■ Exercise goal: Go through the data and copy each line where the word "glass" shows up.

Records for this task Start Marker

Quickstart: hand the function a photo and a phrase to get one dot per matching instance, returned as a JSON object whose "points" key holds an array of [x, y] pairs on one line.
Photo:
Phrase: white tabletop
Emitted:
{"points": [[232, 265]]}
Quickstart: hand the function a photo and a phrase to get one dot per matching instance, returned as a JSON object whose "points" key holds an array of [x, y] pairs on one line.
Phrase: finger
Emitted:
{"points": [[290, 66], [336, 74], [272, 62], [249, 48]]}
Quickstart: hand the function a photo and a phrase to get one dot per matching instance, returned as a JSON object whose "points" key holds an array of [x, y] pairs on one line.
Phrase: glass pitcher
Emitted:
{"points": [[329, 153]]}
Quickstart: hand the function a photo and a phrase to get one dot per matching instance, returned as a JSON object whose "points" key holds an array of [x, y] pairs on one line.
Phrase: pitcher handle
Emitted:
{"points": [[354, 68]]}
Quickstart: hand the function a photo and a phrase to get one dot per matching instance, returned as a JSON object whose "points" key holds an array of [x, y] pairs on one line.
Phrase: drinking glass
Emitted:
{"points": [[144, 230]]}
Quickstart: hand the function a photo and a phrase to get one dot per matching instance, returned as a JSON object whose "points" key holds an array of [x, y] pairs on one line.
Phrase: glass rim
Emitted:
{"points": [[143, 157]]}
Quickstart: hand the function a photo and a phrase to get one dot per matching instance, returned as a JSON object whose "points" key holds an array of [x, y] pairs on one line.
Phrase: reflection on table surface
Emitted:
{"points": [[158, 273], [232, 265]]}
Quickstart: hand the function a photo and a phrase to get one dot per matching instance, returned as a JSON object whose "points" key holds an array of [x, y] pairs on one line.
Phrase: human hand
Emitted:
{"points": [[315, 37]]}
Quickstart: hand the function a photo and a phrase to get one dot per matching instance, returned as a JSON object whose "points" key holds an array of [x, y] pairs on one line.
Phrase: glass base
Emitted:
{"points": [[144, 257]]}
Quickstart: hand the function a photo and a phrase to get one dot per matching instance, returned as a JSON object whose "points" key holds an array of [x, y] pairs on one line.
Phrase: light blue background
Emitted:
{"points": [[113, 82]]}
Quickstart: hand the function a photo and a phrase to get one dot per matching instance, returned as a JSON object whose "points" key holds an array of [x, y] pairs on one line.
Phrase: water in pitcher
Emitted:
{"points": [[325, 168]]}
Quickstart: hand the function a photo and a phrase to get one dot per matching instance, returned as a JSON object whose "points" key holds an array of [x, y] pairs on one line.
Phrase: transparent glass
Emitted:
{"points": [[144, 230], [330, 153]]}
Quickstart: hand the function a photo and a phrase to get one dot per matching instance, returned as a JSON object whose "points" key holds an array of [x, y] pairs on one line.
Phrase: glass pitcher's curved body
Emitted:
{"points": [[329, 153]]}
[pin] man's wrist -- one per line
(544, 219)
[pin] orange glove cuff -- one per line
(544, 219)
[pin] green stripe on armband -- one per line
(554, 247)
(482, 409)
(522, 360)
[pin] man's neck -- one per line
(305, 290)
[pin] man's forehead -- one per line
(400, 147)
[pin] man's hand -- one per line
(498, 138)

Records for this task End Marker

■ Answer to this problem:
Phrase: glass pitcher
Phrase: drinking glass
Phrase: glass rim
Phrase: glass base
Phrase: transparent glass
Phrase: glass pitcher's curved body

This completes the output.